═══ DATA PROVIDED

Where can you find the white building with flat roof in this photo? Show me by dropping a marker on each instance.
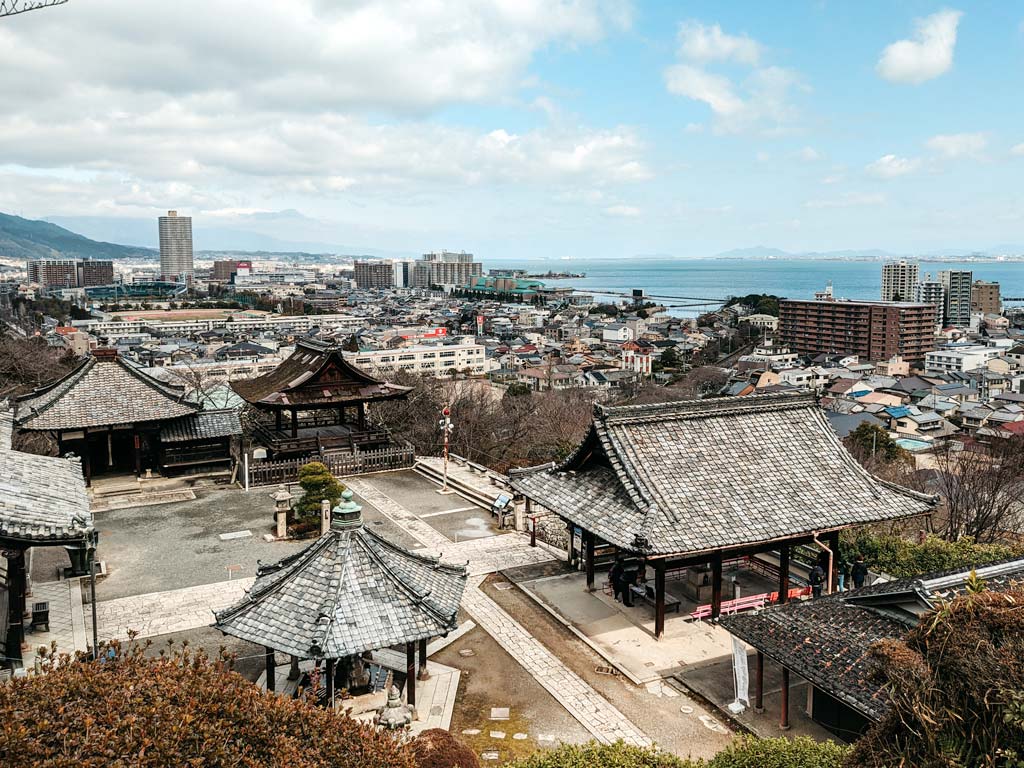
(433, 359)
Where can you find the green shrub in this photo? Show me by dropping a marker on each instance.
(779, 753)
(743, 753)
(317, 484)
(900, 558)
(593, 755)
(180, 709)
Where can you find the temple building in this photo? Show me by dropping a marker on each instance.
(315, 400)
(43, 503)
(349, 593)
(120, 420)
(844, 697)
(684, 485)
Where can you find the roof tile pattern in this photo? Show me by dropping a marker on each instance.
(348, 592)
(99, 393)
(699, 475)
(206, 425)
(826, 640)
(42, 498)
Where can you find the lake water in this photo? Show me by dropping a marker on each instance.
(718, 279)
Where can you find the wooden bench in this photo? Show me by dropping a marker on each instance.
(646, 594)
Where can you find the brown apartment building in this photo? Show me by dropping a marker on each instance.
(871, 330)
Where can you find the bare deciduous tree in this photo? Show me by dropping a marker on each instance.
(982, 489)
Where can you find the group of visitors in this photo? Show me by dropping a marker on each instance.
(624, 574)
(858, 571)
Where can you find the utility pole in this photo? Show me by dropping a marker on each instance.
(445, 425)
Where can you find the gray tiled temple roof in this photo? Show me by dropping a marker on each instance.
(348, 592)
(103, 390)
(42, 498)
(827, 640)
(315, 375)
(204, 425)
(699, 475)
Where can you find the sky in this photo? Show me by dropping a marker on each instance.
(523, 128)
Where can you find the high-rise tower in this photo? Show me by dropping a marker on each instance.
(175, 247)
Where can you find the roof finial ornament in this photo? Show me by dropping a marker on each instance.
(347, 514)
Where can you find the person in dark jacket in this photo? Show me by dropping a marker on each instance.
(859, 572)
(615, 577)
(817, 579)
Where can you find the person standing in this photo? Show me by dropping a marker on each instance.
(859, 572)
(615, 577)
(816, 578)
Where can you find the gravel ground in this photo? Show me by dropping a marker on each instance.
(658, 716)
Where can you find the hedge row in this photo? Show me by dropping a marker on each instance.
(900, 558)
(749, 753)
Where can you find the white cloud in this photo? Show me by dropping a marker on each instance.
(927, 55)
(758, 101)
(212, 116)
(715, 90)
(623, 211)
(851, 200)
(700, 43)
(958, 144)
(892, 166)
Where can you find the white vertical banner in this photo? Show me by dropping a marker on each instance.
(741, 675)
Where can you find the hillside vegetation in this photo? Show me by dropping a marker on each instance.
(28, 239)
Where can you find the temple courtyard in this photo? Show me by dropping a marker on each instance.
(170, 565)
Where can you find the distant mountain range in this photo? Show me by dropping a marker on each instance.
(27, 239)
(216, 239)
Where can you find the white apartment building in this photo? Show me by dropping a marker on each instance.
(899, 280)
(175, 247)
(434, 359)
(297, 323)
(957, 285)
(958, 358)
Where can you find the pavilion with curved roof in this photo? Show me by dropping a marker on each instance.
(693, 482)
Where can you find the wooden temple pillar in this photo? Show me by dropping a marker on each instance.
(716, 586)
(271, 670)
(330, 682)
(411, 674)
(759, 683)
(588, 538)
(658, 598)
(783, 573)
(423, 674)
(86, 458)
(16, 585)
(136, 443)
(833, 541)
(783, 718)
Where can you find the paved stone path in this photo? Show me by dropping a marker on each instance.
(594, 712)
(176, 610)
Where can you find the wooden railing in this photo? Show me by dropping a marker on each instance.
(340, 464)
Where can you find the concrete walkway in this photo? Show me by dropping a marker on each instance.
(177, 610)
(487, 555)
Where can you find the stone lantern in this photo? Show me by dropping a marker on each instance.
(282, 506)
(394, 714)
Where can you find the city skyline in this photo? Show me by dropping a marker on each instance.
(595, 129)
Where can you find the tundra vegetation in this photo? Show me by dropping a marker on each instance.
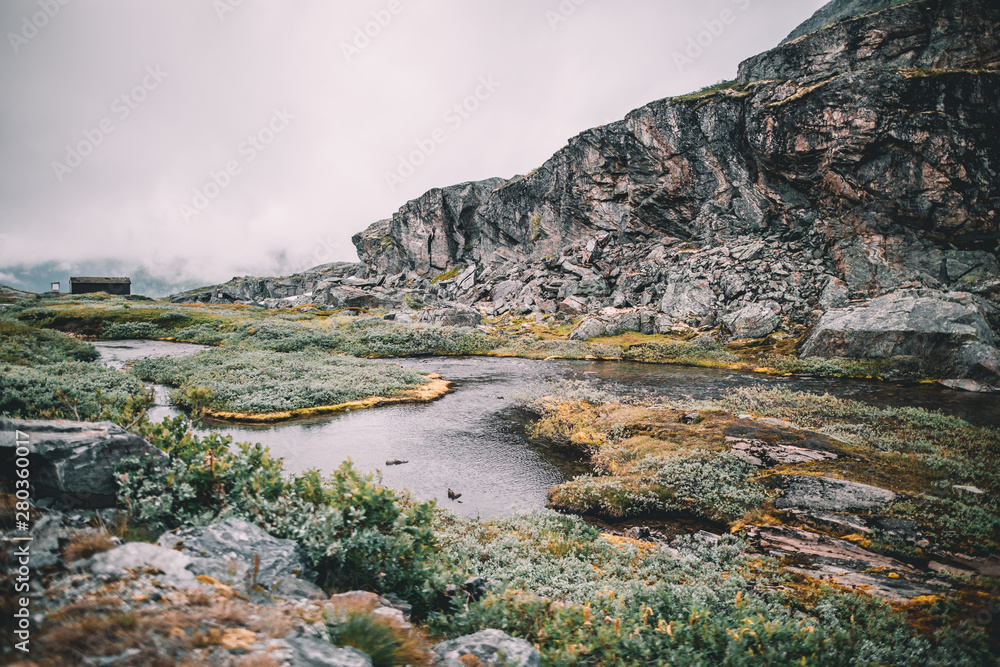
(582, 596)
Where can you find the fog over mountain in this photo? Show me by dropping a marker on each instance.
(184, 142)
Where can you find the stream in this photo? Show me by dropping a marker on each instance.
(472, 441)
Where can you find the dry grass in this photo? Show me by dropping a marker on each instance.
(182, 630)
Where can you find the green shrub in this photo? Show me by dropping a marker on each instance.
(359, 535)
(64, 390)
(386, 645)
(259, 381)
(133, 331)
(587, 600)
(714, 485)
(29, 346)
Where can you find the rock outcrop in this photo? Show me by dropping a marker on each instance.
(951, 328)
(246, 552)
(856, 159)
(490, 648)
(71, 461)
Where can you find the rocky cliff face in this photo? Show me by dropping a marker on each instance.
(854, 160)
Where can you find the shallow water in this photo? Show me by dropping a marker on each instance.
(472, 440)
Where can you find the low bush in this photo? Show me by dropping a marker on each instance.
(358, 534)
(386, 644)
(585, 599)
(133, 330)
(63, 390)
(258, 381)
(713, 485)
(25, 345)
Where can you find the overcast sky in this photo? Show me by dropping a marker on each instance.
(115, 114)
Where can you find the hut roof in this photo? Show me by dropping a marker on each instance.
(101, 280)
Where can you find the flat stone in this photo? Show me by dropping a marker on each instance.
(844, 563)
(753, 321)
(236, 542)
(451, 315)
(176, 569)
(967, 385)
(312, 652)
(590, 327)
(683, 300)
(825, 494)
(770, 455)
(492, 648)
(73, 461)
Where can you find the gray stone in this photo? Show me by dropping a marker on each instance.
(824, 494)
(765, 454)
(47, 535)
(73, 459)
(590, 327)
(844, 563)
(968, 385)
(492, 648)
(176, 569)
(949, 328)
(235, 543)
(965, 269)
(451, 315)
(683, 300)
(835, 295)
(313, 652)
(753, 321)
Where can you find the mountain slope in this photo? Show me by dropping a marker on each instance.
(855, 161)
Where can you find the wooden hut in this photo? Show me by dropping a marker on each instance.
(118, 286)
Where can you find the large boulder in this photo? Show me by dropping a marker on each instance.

══════

▶ [TO DO]:
Word for word, repeat each record above; leave out every picture.

▶ [EXPECTED ANSWER]:
Where can you find the white building with flat roof in this photo? Show me by dropping a marker on each instance.
(433, 359)
Where can you find the green shrub in this photo? Show me by dropping a marker on each instance.
(779, 753)
(743, 753)
(317, 484)
(900, 558)
(593, 755)
(180, 709)
Where can you find the temple building in this photo? Show me by dropping a marker on each instance.
(315, 400)
(43, 503)
(349, 593)
(120, 420)
(844, 697)
(684, 485)
Where can you find the roof tile pattern in this photo? Show me by dropping a marker on each instance.
(348, 592)
(99, 393)
(699, 475)
(206, 425)
(826, 640)
(42, 498)
Where can you find the lake water in this photo? Show me by dropping a marker on each instance.
(718, 279)
Where can you find the wooden bench in this photo? Show me by dropping a marker on each instance.
(646, 594)
Where can you find the brown apartment building in this photo? Show me by dropping a marker on each instance.
(871, 330)
Where can you find the bare deciduous tree in this photo? Show me by dropping a marker on each instance.
(982, 489)
Where can you find the group of visitors in this photo? Show me by dropping a marker on each instance.
(624, 574)
(858, 571)
Where can you find the utility pole in this photo? Show me by dropping a marker on each instance.
(445, 425)
Where can you find the gray tiled temple roof in this photo? Show me by dropping a marker on each instance.
(348, 592)
(103, 390)
(42, 498)
(827, 640)
(315, 375)
(204, 425)
(699, 475)
Where can you find the sky in this photo? Show me by dropping a marker on each instance.
(523, 128)
Where can you find the high-rise tower in this photo? Show me by dropping a marker on each instance.
(175, 247)
Where can you find the roof finial ornament in this photo? Show me by dropping a marker on each instance.
(347, 514)
Where can you find the person in dark jacket in this photo? Show me by dropping a marker on each instance.
(859, 572)
(615, 577)
(817, 579)
Where can you find the person standing in this photo? Show me by dropping a marker on each instance.
(859, 572)
(615, 577)
(816, 578)
Where can you find the gravel ground in this photo? Show me by dropping a marker on each instance.
(658, 716)
Where can you find the hedge row in this photo? Show me by dropping a marker on each instance.
(900, 558)
(749, 753)
Where can you find the white cloud in this photo? Show me by dropping a marker on each instance.
(927, 55)
(758, 101)
(212, 116)
(715, 90)
(623, 211)
(851, 200)
(700, 43)
(958, 144)
(892, 166)
Where can you find the white vertical banner in this photo? Show me by dropping a marker on each instance.
(741, 675)
Where can you find the hillside vegetation in this photo? Show me by dropping a marker on each instance.
(28, 239)
Where can you find the temple courtyard in this photo? Show me by dropping a marker on each instance.
(170, 565)
Where can you find the distant mountain range in this photo? Show me by dropping a marker on each instance.
(27, 239)
(216, 239)
Where can you find the white apartment building in this photo? Show me by dropping a marker on each instance.
(899, 280)
(175, 247)
(434, 359)
(297, 323)
(957, 285)
(958, 358)
Where can you find the pavilion with curved roof in this photo? Show me by dropping a marker on each instance.
(693, 482)
Where can you find the wooden temple pillar in this photo? Show me by dropping a marker on each instance.
(716, 586)
(271, 670)
(330, 682)
(411, 674)
(759, 683)
(588, 538)
(658, 598)
(783, 573)
(423, 674)
(86, 458)
(16, 585)
(136, 443)
(833, 541)
(783, 718)
Where can you find the paved stone path in this photo? Show me by dropping a marker on each instance.
(594, 712)
(176, 610)
Where can you find the wooden railing in this photo? Show me by dropping a marker on each instance.
(340, 464)
Where can you find the concrete walkway in this photo? Show me by dropping a marker on each instance.
(177, 610)
(487, 555)
Where can you find the stone lantern in this photo? Show me by dropping a marker on each instance.
(282, 506)
(394, 714)
Where can you find the city skyline in this photo? Show me by dropping a marker on each instance.
(595, 129)
Where can you find the tundra vegetation in this photo? Show me by dropping a marker on each instance.
(582, 596)
Where can you find the fog over mountain in this photo? Show me by dropping a marker on each instance.
(184, 142)
Where can you find the stream in this photo? Show me by dropping a marker on each instance.
(472, 441)
Where can you find the dry grass in this photo? Show me by dropping a marker on each instance.
(182, 630)
Where can you find the green shrub in this photo? Show me by dropping a marker on each instance.
(359, 535)
(64, 390)
(386, 645)
(259, 381)
(133, 331)
(587, 600)
(714, 485)
(29, 346)
Where can you find the rock outcrop in this photo? Show me by dropping a marker on each instance.
(951, 328)
(246, 552)
(856, 159)
(490, 648)
(71, 461)
Where can you find the rocky cliff face in this photo? Show me by dropping a marker on each instance.
(854, 160)
Where can you find the shallow water in this photo? Show me by dropping a marker on each instance.
(472, 440)
Where can you find the low bush in this photo? Show me by dropping a marker on each instance.
(358, 534)
(386, 644)
(585, 599)
(133, 330)
(63, 390)
(258, 381)
(713, 485)
(25, 345)
Where can you find the overcast sky in this photo? Show me by dropping a marker on each instance.
(115, 114)
Where can you find the hut roof in this photo? Show me by dropping a marker on each instance.
(101, 280)
Where can you find the flat stone in this photo? Show me by dropping a marker on each instance.
(844, 563)
(753, 321)
(236, 542)
(451, 315)
(176, 569)
(967, 385)
(312, 652)
(590, 327)
(683, 300)
(825, 494)
(770, 455)
(492, 648)
(73, 461)
Where can you find the gray stone in this photo? Show me by dropping a marker on each instance.
(824, 494)
(765, 454)
(47, 535)
(73, 459)
(590, 327)
(844, 563)
(968, 385)
(492, 648)
(176, 569)
(949, 328)
(235, 543)
(965, 269)
(451, 315)
(683, 300)
(835, 295)
(313, 652)
(753, 321)
Where can you find the mountain slope in this photo? Show me by dropping a marker on each instance.
(855, 161)
Where can you find the wooden hut in this photo? Show me by dropping a marker on each instance.
(118, 286)
Where can you find the large boulder in this photo? Show me by dropping a marker on each instance.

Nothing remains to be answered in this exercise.